▶ **The problem**: For each record below, retype the text exactly and omit any image.

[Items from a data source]
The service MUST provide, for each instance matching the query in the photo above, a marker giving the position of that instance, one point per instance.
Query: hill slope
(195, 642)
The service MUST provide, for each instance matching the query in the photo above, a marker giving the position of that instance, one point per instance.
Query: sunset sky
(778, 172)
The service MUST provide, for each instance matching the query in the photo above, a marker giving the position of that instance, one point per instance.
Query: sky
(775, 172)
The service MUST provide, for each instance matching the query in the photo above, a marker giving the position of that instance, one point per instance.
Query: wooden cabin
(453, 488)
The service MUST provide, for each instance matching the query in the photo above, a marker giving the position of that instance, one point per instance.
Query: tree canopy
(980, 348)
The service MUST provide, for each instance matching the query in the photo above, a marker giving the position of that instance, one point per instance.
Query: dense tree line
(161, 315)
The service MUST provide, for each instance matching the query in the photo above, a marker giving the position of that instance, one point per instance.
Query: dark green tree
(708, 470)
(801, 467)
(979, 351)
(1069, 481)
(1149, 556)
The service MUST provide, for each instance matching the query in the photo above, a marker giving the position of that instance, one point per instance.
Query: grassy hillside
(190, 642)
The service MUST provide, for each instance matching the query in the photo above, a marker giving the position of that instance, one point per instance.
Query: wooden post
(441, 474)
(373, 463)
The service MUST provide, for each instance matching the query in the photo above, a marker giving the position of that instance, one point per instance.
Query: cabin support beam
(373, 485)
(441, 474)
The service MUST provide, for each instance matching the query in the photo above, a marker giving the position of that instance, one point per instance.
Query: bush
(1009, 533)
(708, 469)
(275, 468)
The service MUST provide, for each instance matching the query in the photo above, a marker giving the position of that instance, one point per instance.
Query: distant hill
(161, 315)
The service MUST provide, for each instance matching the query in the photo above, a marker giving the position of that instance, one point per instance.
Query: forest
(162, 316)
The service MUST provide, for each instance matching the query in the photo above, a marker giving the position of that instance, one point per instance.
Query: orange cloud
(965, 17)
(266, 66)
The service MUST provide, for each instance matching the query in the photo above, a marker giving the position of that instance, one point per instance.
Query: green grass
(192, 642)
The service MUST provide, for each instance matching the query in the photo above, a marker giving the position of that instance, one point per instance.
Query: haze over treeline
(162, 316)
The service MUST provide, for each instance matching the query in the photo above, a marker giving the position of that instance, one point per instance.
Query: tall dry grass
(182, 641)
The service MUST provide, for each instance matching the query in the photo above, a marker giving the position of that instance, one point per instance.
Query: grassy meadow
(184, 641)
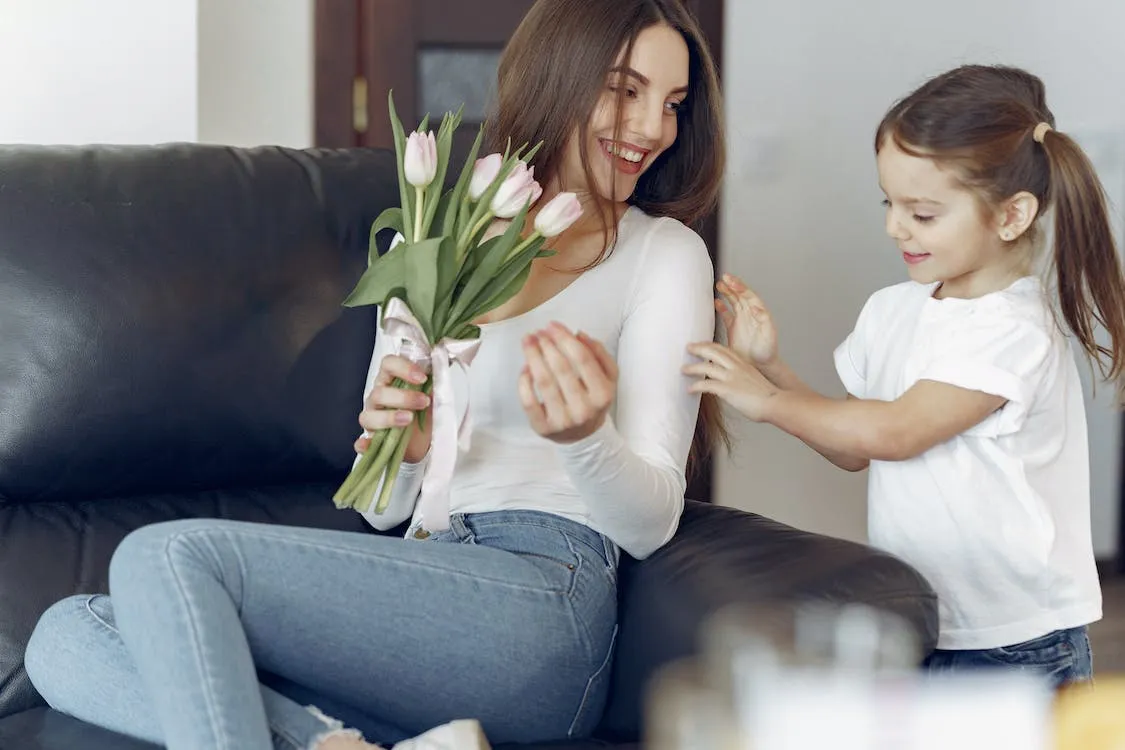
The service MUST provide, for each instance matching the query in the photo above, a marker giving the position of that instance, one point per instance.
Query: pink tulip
(516, 191)
(557, 216)
(484, 173)
(420, 162)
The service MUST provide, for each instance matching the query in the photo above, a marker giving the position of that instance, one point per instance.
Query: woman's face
(655, 83)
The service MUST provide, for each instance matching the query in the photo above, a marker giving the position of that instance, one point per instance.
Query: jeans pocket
(594, 697)
(1047, 652)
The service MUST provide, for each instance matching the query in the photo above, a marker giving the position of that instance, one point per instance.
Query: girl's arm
(975, 367)
(782, 376)
(928, 414)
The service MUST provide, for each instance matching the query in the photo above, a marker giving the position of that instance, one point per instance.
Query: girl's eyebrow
(641, 79)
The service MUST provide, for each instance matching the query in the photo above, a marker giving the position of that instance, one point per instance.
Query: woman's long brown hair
(551, 77)
(981, 119)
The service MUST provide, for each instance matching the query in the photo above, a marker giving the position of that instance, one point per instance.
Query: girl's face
(939, 227)
(654, 81)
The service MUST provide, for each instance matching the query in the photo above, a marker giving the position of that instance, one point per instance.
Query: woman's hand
(750, 332)
(568, 383)
(731, 378)
(387, 406)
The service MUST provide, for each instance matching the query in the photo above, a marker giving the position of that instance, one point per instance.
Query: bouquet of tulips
(444, 273)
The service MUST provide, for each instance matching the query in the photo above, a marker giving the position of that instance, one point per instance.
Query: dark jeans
(1062, 657)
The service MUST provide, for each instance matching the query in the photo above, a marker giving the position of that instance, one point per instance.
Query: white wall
(255, 72)
(97, 71)
(237, 72)
(806, 84)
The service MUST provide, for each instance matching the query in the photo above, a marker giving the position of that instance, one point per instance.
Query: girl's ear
(1017, 215)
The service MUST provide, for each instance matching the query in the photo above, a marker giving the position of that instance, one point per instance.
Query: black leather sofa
(172, 344)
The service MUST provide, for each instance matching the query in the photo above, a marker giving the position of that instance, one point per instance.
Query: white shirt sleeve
(1005, 354)
(632, 469)
(851, 357)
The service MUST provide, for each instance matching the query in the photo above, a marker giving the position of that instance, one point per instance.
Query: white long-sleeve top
(646, 303)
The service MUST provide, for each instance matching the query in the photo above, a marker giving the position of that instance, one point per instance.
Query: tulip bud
(484, 173)
(557, 216)
(420, 162)
(516, 191)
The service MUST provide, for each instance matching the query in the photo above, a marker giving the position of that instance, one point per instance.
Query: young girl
(579, 450)
(963, 394)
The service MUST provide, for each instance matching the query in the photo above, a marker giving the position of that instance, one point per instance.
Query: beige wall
(236, 72)
(104, 71)
(255, 72)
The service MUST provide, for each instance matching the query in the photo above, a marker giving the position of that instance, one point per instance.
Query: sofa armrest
(723, 557)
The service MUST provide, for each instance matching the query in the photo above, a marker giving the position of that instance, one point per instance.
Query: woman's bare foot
(340, 741)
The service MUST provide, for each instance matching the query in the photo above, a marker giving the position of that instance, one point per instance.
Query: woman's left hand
(568, 383)
(735, 380)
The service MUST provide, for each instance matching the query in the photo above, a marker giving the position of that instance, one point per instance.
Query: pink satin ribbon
(449, 436)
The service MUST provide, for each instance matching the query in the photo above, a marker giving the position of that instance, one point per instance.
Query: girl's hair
(982, 122)
(551, 77)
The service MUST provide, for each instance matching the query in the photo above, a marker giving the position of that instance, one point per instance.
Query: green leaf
(422, 281)
(405, 190)
(384, 273)
(505, 283)
(448, 270)
(489, 264)
(495, 295)
(392, 218)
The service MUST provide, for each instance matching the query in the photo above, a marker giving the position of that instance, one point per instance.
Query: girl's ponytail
(1088, 270)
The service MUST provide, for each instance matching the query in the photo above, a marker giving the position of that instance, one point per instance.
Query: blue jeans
(1062, 657)
(509, 617)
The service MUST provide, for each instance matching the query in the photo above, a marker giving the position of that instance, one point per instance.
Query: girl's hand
(750, 332)
(731, 378)
(387, 406)
(568, 383)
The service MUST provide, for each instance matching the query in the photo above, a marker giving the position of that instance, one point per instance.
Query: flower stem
(343, 496)
(523, 245)
(473, 232)
(396, 463)
(366, 489)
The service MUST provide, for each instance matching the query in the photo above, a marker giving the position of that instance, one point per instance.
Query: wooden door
(434, 55)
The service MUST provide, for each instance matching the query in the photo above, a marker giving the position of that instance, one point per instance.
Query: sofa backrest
(172, 343)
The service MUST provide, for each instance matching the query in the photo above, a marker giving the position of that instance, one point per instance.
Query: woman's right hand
(387, 406)
(750, 332)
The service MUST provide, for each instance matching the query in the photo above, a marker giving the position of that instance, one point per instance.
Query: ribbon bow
(449, 435)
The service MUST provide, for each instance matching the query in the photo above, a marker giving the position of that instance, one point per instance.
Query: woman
(579, 449)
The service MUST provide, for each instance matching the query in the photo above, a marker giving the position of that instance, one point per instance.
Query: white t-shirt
(998, 518)
(646, 303)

▶ **Reply to the exercise**:
The service MUST provide, for each instance matching the query in the photo above, a marker giving the position of that instance, one point per instance.
Query: hill slope
(195, 642)
The service MUST provide, for each instance matching the query in the photo above, a marker giving the position of that instance, one point per instance.
Query: sunset sky
(778, 172)
The service MUST provide, for each instance matching the query in the photo above, a marker giving the position of that instance, one point per instance.
Query: sky
(775, 172)
The service MUST provide, for each instance matching the query in the photo above, a marker giving the position of that instance, one point per instance.
Query: wooden cabin
(453, 488)
The service MUST provide, for each instance matching the query in the photo above, a marker giving the position of that instance, one point per instance.
Query: tree canopy
(980, 348)
The service MUST provide, for each instance matching the query in the photo above, a marker giving the position of that instance, one point per instance.
Query: dense tree line
(161, 315)
The service MUST provide, for each instance matching the query in the photo above, a marker giving the position of that instance, one point per instance.
Query: dark green tree
(708, 470)
(801, 467)
(979, 351)
(1069, 481)
(1149, 556)
The service MUST provide, for each instance matching the query in the photo above, a marker giving the position of that instance, one point per instance.
Query: grassy hillside
(190, 642)
The service MUST provide, for each instance matching the query in the photo above, a marker giving the position of that instance, one point per instance.
Query: wooden post
(441, 474)
(373, 463)
The service MUST provide, for each instance matching the query in the photo above, a marker giving the position of that instance, one point per instance.
Query: cabin support beam
(373, 485)
(441, 474)
The service MUST provide, for each instance matching the query in the photo above, a marker giving the position of that instance, one point per instance.
Query: bush
(1009, 533)
(708, 469)
(275, 468)
The service MUST provide, for each instance matching the query in the photo above, a marker giving the position of that instance, one point per instance.
Query: distant hill
(161, 315)
The service MUST provide, for each instance matching the query in the photo above, a marker giving the position of that instance, one point per instance.
Query: forest
(162, 316)
The service MUST provide, for each instance matching the query in the photo above, a marker giving the position of that instance, one point per instance.
Query: orange cloud
(965, 17)
(266, 66)
The service MUST provide, for each instance matching the query in the photo above, a marker giving the position of that instance, one point per instance.
Query: green grass
(192, 642)
The service MUST provide, for each instance matching the query in the photo above, a marker giving the position of that instance, one point per instance.
Query: haze over treeline
(162, 316)
The service MUST provide, for each instance matching the query in the photo above, a marker giving the position of that instance, one point per instance.
Query: tall dry grass
(182, 641)
The service MUST provide, for each instance matching the query in the photo above, a marker giving the position of that instance, one point per instance.
Query: grassy meadow
(184, 641)
The service MUST provide, for each instance matching the query in the photo above, a marker giving the position of that instance, one point per instance.
Query: pink tulip
(516, 191)
(557, 216)
(484, 173)
(420, 162)
The service MUST provide, for each instance matching the query in the photo above, a marker giving the position of that instance, one point per instance.
Query: woman's face
(655, 83)
The service MUST provide, for each instance matching the query in the photo above, a marker giving the position of that instance, one point per instance.
Query: jeans pocket
(594, 697)
(1047, 652)
The service MUST provide, for each instance matching the query in the photo above, a marker giving the position of that instance, one point per instance.
Query: girl's arm
(975, 367)
(782, 376)
(928, 414)
The service MUST provide, for each instance matching the query in the photo above, a marker giving the position of that instance, one point per instance.
Query: girl's eyebrow
(641, 79)
The service MUST provide, for each instance matching the query in the photo above, a marker giving the position of that instance, one point per instance.
Query: woman's long brown hair
(551, 77)
(981, 119)
The service MUST provide, for each instance matching the query in the photo above, a marker giving the position of that instance, one point per instance.
Query: girl's face
(939, 227)
(654, 81)
The service MUST provide, for each instance matching the query in the photo above, a marker giving the position of that instance, one point per instance.
Query: woman's hand
(750, 332)
(568, 383)
(731, 378)
(387, 406)
The service MUST provide, for each instance matching the query in the photo above, a marker giving the position of that instance, one point per instance.
Query: bouquet of tulips
(444, 273)
The service MUST provide, for each instance matching the query in the photo above, a marker giving the position of that instance, one point per instance.
Query: dark jeans
(1062, 657)
The service MUST provide, for each instance matching the query in the photo above, a marker giving the position of that instance, one point per instance.
Query: white wall
(255, 72)
(97, 71)
(237, 72)
(806, 84)
The service MUST provide, for each instance matching the query in the photo above, a marker giving the position of that instance, one point per instance.
Query: girl's ear
(1017, 215)
The service MUST provide, for each instance matching the query in the photo above, a marker giving the position of that instance, one point per instance.
Query: black leather sofa
(172, 344)
The service MUST provide, for each instance matching the query in the photo above, a marker giving the position of that instance, one point per instance.
Query: white shirt sleeve
(1005, 354)
(632, 469)
(851, 357)
The service MUST provide, for each instance matching the query in the photo above, a marker giving the position of that instance, one point per instance.
Query: white long-sleeve top
(646, 303)
The service MUST provide, for each instance matching the query in the photo above, a marker giving the position of that instance, one point per instance.
Query: tulip bud
(484, 173)
(557, 216)
(420, 162)
(516, 191)
The service MUST provide, for each instance matching the query in the photo above, a marker giving the position of that instance, one point per instance.
Query: young girl
(579, 450)
(963, 394)
The service MUST provide, for each instance matching the query in the photo above, a marker giving the position of that instance, one point per instance.
Query: beige wall
(236, 72)
(104, 71)
(255, 72)
The service MUST provide, for each instance matching the query in the photo above, a marker giving the position of that instance, one point per instance.
Query: sofa armrest
(723, 557)
The service MUST provide, for each instance matching the query in the photo above, a marker giving the position of that instance, one point per instance.
Query: woman's bare foot
(340, 741)
The service MUST provide, for each instance matching the query in the photo above, a marker giving the position of that instance, one point per instance.
Query: woman's left hand
(568, 383)
(735, 380)
The service MUST provide, for each instance matching the query in the photo above, a marker giving the position of that instance, one point per instance.
Query: pink satin ribbon
(449, 436)
The service MUST provide, for each instance matching the query in the photo above, a marker giving the position of that instance, one point per instance.
Query: girl's hair
(982, 122)
(551, 77)
The service MUST provide, for each instance matching the query in the photo above, a marker giving the position of that instance, one point per instance.
Query: green leaf
(422, 281)
(405, 190)
(384, 273)
(505, 283)
(448, 270)
(489, 264)
(495, 295)
(392, 218)
The service MUST provide, for each instance matching the query in the photo above, a marker giving the position of that instance, one point per instance.
Query: girl's ponytail
(1088, 270)
The service MUST provide, for each instance matching the query in the photo above, a marker giving the position of that instance, one point per instance.
Query: blue jeans
(1062, 657)
(509, 617)
The service MUST provide, for each instance matching the query in the photo above, a marker giving the position of that instance, one point per instance.
Query: girl's hand
(750, 332)
(731, 378)
(387, 406)
(568, 383)
The service MUST provide, for each instance matching the query in the photo above, a marker giving the position of that instance, one point per instance.
Query: flower stem
(343, 496)
(523, 245)
(473, 232)
(396, 463)
(366, 489)
The service MUST provide, for each instance matching the query in the photo above, a marker giving the position of that instance, one point per instance.
Query: wooden door
(434, 55)
The service MUST provide, for each instance matching the query in the photo above, a marker giving the position of that instance, one point per instance.
Query: sofa backrest
(172, 343)
The service MUST provide, for each instance matching the query in the photo above, a marker giving the position of that instance, one point per instance.
Query: woman's right hand
(387, 406)
(750, 332)
The service MUST provide, for each instance matching the query in the photo above, a marker giving the position of that instance, one point per instance.
Query: ribbon bow
(449, 435)
The service MUST provide, for each instance matching the query in the photo above, a marker giving the position of that instance, one point per instance.
Query: woman
(579, 449)
The service MUST provide, for each instance matching the query in the photo above, a marker giving the position of that instance, one point per instance.
Query: white t-shirt
(998, 518)
(646, 303)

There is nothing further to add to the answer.